List every data interface or bus type named in the excerpt on disk drive mounting and cooling that follows.

▶ _EXCERPTED PASSAGE_:

============

Also a bit disappointing is the lack of care for some details (SoC heatsink form/orientation vs. air flow for example)
Private user experience mentioned, vertical mounted, high power-on number disk drives (>2U rack height) that started having problems on heads positioning (probably) showed spec like behavior being positioned horizontally (maybe for a couple of weeks at most before risk of data loss increases).
Opposite with disk failure on starting up: did not spin up horizontally, but on vertical position.
Diagonal positioning should be avoided for stationary disks on 3.5″ size?
(And times reformatting disks after changed positioning was on stepper motor heads positioning, considering hotswapping difficulties in the old days …)
For it, separating SoMs and disks clusters for improved cooling efficiency (one major durability/longevity factor for disk drives)?
Why talking about HDDs? The thing above allows two piles of spinning rust to be integrated somehow into the chassis, most probably routing a single PCIe lane from one of the 72 SoMs to an ASM1061 controller providing the two SATA ports. Maybe it’s even worse and the two disks are USB attached (using an JMS561 or something like that).

============

Excerpts of labeled region data
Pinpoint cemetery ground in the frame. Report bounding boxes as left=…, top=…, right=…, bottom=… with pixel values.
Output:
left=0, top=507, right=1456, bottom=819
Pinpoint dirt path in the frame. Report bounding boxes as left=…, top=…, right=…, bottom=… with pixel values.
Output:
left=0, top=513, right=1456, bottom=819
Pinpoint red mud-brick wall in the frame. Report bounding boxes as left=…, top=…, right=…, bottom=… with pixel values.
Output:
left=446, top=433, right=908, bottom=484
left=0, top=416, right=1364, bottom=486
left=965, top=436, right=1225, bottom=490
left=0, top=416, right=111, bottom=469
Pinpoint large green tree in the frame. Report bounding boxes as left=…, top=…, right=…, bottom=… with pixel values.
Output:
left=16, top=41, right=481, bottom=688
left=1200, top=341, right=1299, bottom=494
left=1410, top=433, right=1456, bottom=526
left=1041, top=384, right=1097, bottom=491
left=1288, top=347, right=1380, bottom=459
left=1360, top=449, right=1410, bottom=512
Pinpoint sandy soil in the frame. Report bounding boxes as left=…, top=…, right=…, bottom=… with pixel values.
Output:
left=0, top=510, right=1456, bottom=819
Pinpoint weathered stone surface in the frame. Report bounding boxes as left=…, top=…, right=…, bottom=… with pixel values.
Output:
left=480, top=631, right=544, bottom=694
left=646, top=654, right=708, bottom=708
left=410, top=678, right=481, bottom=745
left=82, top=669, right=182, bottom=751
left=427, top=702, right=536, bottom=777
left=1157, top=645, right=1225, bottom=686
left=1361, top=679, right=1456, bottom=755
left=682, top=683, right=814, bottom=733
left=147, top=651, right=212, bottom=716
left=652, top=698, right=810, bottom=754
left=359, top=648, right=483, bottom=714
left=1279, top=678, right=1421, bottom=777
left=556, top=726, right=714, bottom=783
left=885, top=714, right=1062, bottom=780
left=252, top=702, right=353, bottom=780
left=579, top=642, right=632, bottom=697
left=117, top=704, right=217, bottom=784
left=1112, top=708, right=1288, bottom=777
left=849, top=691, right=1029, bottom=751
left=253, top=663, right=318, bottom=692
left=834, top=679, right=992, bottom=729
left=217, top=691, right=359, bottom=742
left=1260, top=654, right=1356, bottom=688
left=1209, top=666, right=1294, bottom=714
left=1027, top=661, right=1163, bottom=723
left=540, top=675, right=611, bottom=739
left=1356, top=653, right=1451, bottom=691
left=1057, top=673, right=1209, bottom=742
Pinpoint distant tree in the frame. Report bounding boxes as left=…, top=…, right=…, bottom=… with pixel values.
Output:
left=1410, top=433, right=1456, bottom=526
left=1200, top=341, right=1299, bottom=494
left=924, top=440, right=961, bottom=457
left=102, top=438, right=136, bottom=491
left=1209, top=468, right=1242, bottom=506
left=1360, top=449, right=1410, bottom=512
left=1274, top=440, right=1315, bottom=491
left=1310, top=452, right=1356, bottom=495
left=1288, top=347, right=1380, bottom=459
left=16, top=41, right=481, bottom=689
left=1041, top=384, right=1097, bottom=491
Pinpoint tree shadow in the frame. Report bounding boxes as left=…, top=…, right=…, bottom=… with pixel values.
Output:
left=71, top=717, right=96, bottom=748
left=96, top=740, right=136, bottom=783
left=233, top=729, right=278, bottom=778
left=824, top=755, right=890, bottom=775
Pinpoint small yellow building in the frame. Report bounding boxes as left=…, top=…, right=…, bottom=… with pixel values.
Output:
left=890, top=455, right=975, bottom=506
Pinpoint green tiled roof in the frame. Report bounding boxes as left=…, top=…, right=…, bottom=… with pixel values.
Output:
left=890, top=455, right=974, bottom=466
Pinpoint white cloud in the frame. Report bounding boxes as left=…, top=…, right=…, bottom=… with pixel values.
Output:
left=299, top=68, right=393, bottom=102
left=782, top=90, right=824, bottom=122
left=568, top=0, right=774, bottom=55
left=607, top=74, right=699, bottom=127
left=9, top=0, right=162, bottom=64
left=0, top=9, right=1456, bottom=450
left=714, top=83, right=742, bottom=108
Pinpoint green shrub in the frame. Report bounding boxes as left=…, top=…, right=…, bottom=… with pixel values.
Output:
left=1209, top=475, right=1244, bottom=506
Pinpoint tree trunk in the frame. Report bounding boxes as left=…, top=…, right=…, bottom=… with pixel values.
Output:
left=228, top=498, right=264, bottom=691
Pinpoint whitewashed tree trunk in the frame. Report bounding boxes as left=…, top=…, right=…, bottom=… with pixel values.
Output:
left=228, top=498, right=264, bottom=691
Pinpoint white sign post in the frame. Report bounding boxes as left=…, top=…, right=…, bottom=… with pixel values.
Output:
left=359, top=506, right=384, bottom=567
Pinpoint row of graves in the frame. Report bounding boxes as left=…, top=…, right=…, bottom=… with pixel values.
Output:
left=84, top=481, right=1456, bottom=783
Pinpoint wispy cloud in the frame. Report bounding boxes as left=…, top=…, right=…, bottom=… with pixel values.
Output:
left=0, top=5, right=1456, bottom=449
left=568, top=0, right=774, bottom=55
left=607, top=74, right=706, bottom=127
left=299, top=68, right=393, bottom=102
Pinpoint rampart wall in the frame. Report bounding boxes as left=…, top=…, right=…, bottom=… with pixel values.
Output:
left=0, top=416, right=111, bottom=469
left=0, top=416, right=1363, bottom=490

============

▶ _RESPONSE BELOW_:
PCIe
SATA
USB